### Given text
-- BEGIN --
Petrofac, the international oil & gas facilities service provider, is publishing its Interim Management Statement for the period from 1 January 2011 to 13 May 2011, as required by the UK Listing Authority’s Disclosure and Transparency Rules, ahead of its Annual General Meeting today.
- Continuing operations performing in-line with expectations with a good start on the second phase of the South Yoloten project in Turkmenistan
- Order intake of US$2.0 billion in the year to date, with major awards in Algeria, Iraq and Malaysia
- Group backlog of US$12.3 billion at the end of April 2011 (31 Dec 2010: US$11.7 billion) continues to give outstanding revenue visibility
Ayman Asfari, Group Chief Executive, commented: “Operationally, we have made a good start to the year and we are increasingly confident that we will deliver like-for-like(1) net profit growth in 2011 of at least 15%, in line with our previous guidance.
“Notwithstanding that we anticipate group backlog to remain relatively stable over 2011, we have continued to win business in the year to date with major new awards in Algeria, Iraq and Malaysia.”
Engineering & Construction
We have made good progress on our portfolio of projects, including commissioning and completion of the performance test for the Jihar gas plant in Syria and completion of the third and final compression station and power generation facility at Krechba on the first phase of the In Salah Gas development in Algeria. In January 2011, we were awarded a US$1.2 billion contract for further development of the In Salah Gas southern fields, including upgrade of the Teg and Krechba compression stations. In Turkmenistan, we have made a good start on the second phase of the South Yoloten project, following completion of the first phase in late 2010. We have placed orders and agreed subcontracts for the majority of our procurement and construction activities and have commenced early onsite construction works. In Iraq, we recently announced a US$240 million contract to deliver early production facilities on the Majnoon field for Shell and we expect to bid on a number of other projects in the country over the coming months.
Offshore Engineering & Operations
We have made a positive start on our recent major contracts awards, including the Laggan Tormore gas plant on Shetland and the Duty Holder contract for the Government of Sharjah. As well as opportunities in Offshore Engineering & Operations’ largest market of the UK/Europe, we continue to bid on opportunities in the Middle East and North Africa, the Caspian and the Asia Pacific region.
-- END --
### Do this
Reproduce word for word the passage of the Petrofac statement that begins with "Petrofac, the international" and ends after "General Meeting today.".

Saved data entries
-- BEGIN --
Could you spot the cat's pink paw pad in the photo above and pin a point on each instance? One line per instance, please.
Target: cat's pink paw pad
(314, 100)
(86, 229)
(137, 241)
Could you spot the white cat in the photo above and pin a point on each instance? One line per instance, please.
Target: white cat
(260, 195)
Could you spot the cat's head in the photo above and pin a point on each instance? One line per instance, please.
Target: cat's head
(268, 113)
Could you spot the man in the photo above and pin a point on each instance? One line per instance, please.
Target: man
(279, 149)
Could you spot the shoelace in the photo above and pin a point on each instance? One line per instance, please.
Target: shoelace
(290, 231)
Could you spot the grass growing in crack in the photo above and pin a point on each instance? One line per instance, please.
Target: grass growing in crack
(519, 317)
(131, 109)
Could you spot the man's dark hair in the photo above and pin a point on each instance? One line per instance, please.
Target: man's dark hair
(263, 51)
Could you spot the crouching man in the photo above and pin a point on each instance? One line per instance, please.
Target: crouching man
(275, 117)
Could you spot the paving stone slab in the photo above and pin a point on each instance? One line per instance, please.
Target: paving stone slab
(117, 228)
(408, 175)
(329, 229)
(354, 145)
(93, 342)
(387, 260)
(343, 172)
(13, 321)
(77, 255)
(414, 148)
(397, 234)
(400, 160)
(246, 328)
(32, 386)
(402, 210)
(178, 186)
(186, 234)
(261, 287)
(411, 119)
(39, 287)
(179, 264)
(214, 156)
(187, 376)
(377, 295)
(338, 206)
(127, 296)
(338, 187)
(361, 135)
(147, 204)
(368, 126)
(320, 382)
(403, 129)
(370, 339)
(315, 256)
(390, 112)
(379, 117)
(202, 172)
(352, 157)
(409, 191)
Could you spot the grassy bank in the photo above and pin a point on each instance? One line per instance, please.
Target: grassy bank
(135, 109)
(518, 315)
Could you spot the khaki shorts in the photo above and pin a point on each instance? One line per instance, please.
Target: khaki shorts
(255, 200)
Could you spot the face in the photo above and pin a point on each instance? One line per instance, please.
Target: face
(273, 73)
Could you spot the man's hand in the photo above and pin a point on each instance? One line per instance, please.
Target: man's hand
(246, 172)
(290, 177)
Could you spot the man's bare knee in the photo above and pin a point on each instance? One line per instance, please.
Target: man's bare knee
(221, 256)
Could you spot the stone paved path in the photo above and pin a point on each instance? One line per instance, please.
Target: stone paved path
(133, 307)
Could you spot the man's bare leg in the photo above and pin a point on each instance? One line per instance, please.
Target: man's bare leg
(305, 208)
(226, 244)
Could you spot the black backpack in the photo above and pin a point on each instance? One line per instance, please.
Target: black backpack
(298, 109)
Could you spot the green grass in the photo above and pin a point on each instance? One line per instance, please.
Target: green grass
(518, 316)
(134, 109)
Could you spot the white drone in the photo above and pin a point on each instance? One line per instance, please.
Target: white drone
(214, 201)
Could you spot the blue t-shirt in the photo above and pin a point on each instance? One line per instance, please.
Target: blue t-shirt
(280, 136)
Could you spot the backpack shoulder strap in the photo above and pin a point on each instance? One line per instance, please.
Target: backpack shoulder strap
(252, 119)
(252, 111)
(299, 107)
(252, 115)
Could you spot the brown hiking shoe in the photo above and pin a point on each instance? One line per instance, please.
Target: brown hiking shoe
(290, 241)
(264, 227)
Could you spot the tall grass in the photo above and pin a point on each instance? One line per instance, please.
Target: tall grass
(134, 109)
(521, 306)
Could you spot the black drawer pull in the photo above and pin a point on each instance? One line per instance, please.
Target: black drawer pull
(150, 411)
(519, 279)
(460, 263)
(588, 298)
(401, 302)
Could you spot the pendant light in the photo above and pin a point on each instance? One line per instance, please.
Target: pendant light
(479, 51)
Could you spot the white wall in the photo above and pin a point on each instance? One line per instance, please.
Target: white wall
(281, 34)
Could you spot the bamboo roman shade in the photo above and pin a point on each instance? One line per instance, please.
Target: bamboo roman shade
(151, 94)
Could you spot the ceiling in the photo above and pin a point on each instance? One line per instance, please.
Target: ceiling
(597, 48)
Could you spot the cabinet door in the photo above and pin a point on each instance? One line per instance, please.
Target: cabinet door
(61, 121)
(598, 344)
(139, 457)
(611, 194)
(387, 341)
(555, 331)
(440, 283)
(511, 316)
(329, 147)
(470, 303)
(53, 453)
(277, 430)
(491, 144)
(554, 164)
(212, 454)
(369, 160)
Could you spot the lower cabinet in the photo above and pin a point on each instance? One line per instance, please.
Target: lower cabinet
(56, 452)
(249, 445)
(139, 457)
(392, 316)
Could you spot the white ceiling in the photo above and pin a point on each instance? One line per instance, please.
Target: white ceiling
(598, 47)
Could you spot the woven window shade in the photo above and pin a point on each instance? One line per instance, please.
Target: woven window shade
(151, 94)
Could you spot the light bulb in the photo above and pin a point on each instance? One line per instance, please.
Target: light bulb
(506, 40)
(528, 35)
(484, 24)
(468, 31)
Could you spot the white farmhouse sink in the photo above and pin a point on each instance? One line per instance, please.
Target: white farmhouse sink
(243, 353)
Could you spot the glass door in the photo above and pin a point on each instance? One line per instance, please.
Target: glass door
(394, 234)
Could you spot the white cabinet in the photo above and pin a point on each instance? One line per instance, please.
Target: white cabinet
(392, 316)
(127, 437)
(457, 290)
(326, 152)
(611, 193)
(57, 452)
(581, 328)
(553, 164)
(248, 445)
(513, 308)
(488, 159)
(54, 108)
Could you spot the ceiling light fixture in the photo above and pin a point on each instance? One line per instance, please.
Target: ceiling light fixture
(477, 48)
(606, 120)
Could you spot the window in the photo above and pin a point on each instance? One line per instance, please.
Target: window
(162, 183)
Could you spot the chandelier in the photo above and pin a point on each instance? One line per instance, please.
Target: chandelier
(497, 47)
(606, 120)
-- END --
### Worked answer
Petrofac, the international oil & gas facilities service provider, is publishing its Interim Management Statement for the period from 1 January 2011 to 13 May 2011, as required by the UK Listing Authority’s Disclosure and Transparency Rules, ahead of its Annual General Meeting today.